→ **Prompt 1**: In the story "A Time Bomb?", how much does a newspaper cost each day?
→ **Prompt 2**: Update the story "A Time Bomb?" by writing out everything from "With a book" down to "of raw rubber." with "magazine" changed to "comic".
→ **Prompt 3**: Continue the story "A Time Bomb?" from its last line.

→ **Document section**:
= = = =

Friday, July 22, 2005

A Time Bomb?

The raindrops can be heard loud and clear, from the zinc roof. It is raining today and it is another day of losses for Chans, as the latex from their small plot of land nearby flows onto the ground with the raindrops. The wooden home they live in damp, and cold. Old Chan is occupied with wood chopping while his wife fixes the hems of their youngest daughter's 3 year old pinafore.

Yin Yee is busy reading the pieces of newspaper with the kerosene lamp by her side, voraciously looking for worthy things to read. Pieces of newspaper her mother brought home, wrapping slabs of pork and other sundry items such as onions, ginger and spices from the sundry shop.

The papers may be old, and only in bits and pieces. But to Yin Yee, it is still a window to the world, no matter how small it may be. Newspaper is too pricey, at MYR 1.40 each day. It is a luxury she has to do without. No one reads at home except for her anyway. Her parents didn't attend school and her 3 siblings all eking a living in the big city.

She didn't go to school today. The dirt road leading out of her village would be too muddy to trudge on today, and the stream running underneath the creaking wooden bridge too volatile. And she wouldn't want to ruin one of her two pinafores, which she intends to use for another 2 years.

She can't go to the school library today and dive into the bookshelves as she does everyday after school. She would read the newspapers first before looking for a book she fancies. The reading materials are all in languages that are new to her, having come from a primary school that taught in her mother tongue. She struggles to understand the many idiosyncracies in the languages, but she knows she must master it. She wonders why there are no newspaper in her mother tongue in the library although one can easily purchase it from a shop.

With a book or magazine in hand, she would rush home to help her parents with the manual work of processing latex over fire stoke by wood to sheets of raw rubber.

She is not doing that today. When will the rain stop?

= = = =

→ **Information supplied**:
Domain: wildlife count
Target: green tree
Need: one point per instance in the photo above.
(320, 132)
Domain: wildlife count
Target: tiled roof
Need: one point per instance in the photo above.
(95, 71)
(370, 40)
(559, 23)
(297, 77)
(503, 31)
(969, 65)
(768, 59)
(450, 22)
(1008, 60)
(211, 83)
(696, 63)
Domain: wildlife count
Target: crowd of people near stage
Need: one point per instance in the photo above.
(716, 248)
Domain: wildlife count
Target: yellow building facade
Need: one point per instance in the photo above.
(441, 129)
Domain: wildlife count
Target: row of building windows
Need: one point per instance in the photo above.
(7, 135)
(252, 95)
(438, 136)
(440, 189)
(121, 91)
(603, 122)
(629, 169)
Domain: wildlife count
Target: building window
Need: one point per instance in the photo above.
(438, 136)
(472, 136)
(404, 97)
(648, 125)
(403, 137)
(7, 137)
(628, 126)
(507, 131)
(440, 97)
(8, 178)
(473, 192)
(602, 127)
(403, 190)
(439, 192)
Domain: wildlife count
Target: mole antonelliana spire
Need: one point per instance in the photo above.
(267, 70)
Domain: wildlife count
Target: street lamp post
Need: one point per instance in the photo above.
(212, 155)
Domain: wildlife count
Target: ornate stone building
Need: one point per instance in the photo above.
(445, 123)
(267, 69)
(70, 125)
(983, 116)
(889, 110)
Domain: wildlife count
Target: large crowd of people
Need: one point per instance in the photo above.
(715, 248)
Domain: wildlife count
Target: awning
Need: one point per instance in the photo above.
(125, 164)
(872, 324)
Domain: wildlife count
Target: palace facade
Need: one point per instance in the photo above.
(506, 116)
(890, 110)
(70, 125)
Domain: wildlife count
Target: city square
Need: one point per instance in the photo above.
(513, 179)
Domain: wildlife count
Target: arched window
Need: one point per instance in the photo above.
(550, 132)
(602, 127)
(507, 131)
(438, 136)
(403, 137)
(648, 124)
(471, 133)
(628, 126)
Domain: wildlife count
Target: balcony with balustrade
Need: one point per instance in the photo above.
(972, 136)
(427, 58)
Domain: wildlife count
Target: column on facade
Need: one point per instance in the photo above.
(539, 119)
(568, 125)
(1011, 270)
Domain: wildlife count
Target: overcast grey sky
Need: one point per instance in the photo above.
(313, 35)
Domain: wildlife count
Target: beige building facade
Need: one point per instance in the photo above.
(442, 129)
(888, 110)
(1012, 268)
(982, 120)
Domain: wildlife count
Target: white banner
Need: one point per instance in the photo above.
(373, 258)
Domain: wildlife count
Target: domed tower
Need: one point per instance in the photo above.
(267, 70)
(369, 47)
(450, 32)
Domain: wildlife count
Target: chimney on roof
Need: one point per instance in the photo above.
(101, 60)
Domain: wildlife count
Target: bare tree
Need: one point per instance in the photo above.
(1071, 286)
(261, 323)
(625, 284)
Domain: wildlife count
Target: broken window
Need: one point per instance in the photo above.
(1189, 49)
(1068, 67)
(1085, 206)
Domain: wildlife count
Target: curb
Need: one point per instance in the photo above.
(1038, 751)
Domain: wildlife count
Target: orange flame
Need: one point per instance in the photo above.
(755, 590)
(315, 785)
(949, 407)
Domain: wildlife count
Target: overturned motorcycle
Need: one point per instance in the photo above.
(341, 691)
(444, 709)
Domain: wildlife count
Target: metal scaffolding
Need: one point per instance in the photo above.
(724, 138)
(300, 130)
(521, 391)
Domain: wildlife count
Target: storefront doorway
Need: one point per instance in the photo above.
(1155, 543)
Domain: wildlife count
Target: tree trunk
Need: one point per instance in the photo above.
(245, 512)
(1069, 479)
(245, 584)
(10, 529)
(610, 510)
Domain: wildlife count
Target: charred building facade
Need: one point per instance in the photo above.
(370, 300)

= = = =

→ **Answer 1**: MYR 1.40

→ **Answer 2**:
With a book or comic in hand, she would rush home to help her parents with the manual work of processing latex over fire stoke by wood to sheets of raw rubber.

→ **Answer 3**:
Post-script :
A far-fetched tale? My experience tells me it isn't. We may have come a long way as a nation. But we still have much to do, much to learn. Poverty does not discriminate by race or creed. It discriminates when given the opportunity to, when there are dishonest people taking resources not meant for them. Take some time, and look around you. How many of us drive past low cost flats daily and ponder about the lives of the people living in those squalid blocks? Do you stop and think why there are youngsters fooling around on motorbikes aimlessly when they should be in school or partaking in meaningful youthful activities? Are there facilities and commitment to undertake the education of our young, for all? The danger is, the marginalised ones become even more separated, a larger growing chasm is forming. Are we doing anything about it, really? But what can we do, when we need to eke out a living too?

When someone prominent said that the rural schools are not well-equipped to deal with a meritocratic (read competitive) environment, he hit bullseye. The crux of the matter is, urban or rural, our national schools are by large not up to mark, regardless of what we say about the growing number of straightAs students. He forgets however that these schools serve everyone's needs regardless of race, so he is kind of myopic in his 'analysis'. It's not merely building schools and having (underpaid)teachers in school, it's about spirit and motivation. There is little or no room for expression and creativity. Sweeping statements you say? Try asking the students. We seem to be getting our priorities all wrong, rushing to file reports and to finish the syllabus (if lucky) and not paying enough attention to personal development. What are the teachers to do with such poor student-teacher ratios and limited training/abilities?

Are we going to do something to stem the rot? I fear for us.


At July 28, 2005 12:48 pm, Blogger priya said...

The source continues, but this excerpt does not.